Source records

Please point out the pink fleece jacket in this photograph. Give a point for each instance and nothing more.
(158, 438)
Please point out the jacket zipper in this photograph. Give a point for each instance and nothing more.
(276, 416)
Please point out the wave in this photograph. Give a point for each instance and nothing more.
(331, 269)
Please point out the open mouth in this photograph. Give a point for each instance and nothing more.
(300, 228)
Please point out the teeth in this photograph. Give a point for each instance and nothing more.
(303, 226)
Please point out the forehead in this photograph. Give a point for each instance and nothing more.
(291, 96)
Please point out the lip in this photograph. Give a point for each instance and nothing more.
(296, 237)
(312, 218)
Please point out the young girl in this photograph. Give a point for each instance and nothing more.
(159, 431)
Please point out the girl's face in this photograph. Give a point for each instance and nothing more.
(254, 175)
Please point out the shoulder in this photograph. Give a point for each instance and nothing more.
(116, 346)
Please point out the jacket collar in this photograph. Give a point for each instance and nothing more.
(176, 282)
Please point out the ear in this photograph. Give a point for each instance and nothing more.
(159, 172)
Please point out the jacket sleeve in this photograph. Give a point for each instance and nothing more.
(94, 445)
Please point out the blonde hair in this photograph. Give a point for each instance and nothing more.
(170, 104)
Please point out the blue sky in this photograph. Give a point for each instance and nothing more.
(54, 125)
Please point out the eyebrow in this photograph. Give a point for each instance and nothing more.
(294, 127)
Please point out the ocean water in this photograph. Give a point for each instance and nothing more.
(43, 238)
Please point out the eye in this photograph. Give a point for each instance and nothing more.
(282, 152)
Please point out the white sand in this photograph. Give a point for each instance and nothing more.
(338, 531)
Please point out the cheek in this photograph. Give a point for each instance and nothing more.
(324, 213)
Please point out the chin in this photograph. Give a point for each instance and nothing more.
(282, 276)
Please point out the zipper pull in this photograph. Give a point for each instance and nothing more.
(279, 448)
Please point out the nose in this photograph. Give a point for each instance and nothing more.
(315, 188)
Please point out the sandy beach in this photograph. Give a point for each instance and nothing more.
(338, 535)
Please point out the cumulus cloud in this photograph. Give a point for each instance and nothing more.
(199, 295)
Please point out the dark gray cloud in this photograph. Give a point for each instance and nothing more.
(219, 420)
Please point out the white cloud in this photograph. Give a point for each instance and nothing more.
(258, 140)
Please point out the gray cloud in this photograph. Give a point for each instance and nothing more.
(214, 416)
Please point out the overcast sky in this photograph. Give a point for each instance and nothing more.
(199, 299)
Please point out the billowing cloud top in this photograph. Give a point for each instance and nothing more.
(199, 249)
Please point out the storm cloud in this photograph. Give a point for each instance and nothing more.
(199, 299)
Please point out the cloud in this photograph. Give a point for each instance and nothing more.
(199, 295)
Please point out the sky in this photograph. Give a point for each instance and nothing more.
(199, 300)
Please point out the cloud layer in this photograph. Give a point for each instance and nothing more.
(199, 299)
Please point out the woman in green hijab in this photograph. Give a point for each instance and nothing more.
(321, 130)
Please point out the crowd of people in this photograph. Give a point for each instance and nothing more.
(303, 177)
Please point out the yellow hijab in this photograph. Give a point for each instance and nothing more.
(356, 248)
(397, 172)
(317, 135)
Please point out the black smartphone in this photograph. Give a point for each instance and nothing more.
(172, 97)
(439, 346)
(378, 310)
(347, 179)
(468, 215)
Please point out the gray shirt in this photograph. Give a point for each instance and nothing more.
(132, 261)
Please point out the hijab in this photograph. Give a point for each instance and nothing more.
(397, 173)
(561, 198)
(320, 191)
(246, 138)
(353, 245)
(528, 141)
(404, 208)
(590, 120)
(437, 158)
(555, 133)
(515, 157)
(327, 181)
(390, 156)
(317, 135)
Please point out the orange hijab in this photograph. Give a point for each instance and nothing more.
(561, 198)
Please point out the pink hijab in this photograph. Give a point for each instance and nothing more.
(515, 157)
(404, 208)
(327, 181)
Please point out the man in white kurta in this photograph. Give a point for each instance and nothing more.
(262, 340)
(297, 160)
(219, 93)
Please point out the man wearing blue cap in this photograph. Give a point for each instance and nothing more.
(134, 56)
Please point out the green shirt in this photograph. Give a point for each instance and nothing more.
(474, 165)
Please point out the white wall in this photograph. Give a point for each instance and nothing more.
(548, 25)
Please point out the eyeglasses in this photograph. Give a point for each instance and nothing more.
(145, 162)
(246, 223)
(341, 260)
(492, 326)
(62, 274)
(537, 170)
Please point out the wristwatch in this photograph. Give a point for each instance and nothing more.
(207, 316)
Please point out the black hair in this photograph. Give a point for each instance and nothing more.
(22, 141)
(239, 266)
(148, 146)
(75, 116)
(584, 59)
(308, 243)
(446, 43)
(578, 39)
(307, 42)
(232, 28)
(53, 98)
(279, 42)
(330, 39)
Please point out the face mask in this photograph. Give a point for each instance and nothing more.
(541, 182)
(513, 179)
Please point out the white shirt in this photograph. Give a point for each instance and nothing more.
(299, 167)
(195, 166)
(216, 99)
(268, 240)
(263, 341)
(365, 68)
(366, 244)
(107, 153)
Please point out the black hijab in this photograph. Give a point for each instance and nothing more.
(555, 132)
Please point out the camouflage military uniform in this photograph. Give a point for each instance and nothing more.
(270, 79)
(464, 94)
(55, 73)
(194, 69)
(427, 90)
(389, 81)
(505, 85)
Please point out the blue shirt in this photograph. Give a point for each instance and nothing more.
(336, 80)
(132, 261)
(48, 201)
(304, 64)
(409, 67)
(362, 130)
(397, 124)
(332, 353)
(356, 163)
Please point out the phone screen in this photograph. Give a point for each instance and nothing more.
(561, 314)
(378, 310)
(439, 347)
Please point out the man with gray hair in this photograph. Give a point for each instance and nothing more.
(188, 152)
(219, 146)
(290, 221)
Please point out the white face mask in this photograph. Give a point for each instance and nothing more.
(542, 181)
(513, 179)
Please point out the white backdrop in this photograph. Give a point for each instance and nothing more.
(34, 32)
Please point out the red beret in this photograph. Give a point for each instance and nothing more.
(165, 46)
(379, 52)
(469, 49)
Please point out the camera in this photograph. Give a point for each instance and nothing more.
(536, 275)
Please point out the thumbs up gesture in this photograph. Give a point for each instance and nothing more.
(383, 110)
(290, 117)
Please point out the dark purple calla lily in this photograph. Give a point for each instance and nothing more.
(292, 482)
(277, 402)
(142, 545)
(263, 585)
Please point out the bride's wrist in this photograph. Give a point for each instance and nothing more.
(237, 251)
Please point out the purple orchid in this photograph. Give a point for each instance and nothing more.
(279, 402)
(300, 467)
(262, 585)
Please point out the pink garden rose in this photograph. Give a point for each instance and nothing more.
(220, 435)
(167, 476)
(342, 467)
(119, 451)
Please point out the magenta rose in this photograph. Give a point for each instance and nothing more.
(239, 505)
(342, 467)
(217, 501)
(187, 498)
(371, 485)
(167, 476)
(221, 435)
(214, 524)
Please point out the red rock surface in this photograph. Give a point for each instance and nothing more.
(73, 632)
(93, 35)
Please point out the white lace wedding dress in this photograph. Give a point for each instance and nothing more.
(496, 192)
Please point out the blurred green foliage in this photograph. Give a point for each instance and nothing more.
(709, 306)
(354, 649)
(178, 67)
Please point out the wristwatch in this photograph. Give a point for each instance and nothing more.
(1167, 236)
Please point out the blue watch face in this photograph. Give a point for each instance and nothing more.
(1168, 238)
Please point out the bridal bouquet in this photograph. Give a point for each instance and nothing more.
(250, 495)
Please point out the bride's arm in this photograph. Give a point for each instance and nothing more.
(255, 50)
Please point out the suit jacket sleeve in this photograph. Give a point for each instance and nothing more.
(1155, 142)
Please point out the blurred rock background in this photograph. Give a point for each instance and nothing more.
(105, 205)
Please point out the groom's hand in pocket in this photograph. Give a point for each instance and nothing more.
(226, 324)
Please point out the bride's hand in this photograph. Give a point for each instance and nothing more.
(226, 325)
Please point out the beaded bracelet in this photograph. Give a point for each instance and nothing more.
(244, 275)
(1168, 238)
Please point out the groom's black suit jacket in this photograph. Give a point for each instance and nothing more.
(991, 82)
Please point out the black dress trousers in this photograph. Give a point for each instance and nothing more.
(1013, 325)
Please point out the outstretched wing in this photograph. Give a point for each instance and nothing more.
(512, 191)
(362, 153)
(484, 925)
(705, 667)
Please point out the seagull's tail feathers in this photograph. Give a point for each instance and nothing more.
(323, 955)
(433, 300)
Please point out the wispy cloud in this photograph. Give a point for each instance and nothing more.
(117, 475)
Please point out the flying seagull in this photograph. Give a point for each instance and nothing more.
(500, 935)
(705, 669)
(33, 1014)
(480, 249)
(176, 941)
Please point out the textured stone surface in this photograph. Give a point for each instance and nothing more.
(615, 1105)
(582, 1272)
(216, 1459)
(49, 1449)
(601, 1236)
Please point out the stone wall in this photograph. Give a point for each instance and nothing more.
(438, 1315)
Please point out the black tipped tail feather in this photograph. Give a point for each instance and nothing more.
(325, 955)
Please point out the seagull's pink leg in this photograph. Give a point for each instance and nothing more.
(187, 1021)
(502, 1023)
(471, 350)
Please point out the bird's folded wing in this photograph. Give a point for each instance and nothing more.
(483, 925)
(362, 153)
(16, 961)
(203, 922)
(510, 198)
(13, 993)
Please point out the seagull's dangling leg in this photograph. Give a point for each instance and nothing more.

- [Task prompt] Everything from the line with "Please point out the seagull's tail" to the end of the listing above needs to be duplicated exactly, both end lines included, with nothing more.

- [The answer]
Please point out the seagull's tail feathers in this photograph. Give a point for each instance and nothing more.
(323, 955)
(433, 300)
Please point out the wispy cloud in this photograph. Give a point for each instance and nothing more.
(117, 475)
Please point out the flying seagull in this photograph. Give a point for each instance and nothing more.
(500, 935)
(705, 669)
(33, 1014)
(480, 249)
(176, 941)
Please point out the textured stone surface in this photograph. Give a point for each instance and nothing more.
(615, 1105)
(582, 1272)
(216, 1459)
(49, 1449)
(601, 1236)
Please point out the stone wall in this photograph. Give a point for each instance and nothing more.
(438, 1315)
Please point out the black tipped tail feather in this photograph. Give a point for each instance and nothing more.
(325, 955)
Please point out the seagull's pink leg in this photograph. Give a point for each instance and nothing more.
(187, 1021)
(502, 1023)
(471, 350)
Please point out the bird's folded wing in this photograph. Give a point for each instance and nothing more.
(483, 925)
(362, 153)
(16, 961)
(203, 922)
(510, 198)
(13, 993)
Please point out the seagull's dangling leg in this photograph. Give a point for each instance and nothing more.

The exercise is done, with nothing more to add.